Gather all lines from the entries below that contain the word "every", and copy each such line in full.

*****

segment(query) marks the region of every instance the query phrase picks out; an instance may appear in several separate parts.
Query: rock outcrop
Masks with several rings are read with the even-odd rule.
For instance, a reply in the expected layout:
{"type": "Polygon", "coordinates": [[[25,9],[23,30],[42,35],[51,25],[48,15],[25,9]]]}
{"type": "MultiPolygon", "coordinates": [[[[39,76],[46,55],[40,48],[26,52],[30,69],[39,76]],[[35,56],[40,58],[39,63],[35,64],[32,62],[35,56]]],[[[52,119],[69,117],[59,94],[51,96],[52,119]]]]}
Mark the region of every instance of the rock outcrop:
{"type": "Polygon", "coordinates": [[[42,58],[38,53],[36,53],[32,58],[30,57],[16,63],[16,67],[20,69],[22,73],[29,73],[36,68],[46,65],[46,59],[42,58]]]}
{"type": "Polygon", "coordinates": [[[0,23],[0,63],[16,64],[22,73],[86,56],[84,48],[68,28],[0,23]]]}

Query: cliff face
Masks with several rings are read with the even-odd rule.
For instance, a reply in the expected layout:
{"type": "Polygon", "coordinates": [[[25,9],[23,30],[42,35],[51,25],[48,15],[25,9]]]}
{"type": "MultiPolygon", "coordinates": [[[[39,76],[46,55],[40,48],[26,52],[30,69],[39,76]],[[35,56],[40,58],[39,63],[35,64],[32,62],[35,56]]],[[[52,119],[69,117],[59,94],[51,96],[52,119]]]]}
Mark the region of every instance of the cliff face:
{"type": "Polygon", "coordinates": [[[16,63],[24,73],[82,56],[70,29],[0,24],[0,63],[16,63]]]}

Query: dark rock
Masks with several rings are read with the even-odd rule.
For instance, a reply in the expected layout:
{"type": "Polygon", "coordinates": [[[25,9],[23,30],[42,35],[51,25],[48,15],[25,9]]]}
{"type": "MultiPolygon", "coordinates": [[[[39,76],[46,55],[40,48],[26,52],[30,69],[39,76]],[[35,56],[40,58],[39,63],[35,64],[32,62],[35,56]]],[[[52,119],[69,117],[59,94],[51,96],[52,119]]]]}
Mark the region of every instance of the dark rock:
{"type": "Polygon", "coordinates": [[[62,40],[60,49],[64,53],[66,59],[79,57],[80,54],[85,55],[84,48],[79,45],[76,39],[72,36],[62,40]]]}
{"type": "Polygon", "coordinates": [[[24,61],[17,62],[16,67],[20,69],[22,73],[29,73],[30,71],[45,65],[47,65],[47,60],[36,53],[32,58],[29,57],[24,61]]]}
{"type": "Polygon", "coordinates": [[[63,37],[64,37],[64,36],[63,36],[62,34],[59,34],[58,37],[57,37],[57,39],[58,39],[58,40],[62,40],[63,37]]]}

*****

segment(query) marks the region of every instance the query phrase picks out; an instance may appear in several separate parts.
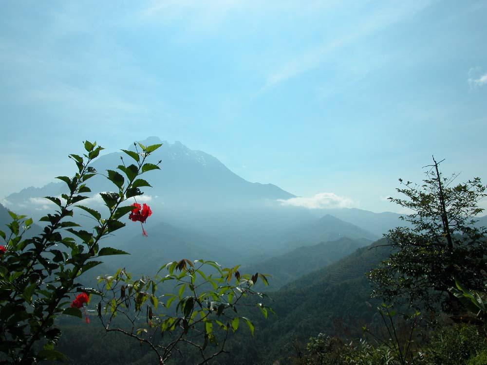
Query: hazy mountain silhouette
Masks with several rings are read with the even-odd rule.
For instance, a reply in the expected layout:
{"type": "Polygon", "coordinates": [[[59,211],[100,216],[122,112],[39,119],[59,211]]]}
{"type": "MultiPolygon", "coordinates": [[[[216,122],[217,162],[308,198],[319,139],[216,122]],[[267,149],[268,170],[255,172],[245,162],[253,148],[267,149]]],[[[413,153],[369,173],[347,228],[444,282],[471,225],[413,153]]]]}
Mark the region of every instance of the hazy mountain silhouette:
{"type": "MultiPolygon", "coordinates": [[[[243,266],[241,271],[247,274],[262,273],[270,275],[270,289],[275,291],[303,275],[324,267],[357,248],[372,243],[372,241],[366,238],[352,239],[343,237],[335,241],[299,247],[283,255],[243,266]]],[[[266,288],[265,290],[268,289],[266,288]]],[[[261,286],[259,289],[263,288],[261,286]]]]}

*****

Task answer –
segment(query) marks the region of every instance the query phrase picks out; an instance may appear in several separate parts.
Mark the region of every instance of the rock outcrop:
Mark the region of every instance of the cliff face:
Mark the region of every instance of the dark rock:
segment(query) marks the region of every instance the query phrase picks out; an instance may appear in several separate parts.
Mark the region of every instance of the hazy mountain silhouette:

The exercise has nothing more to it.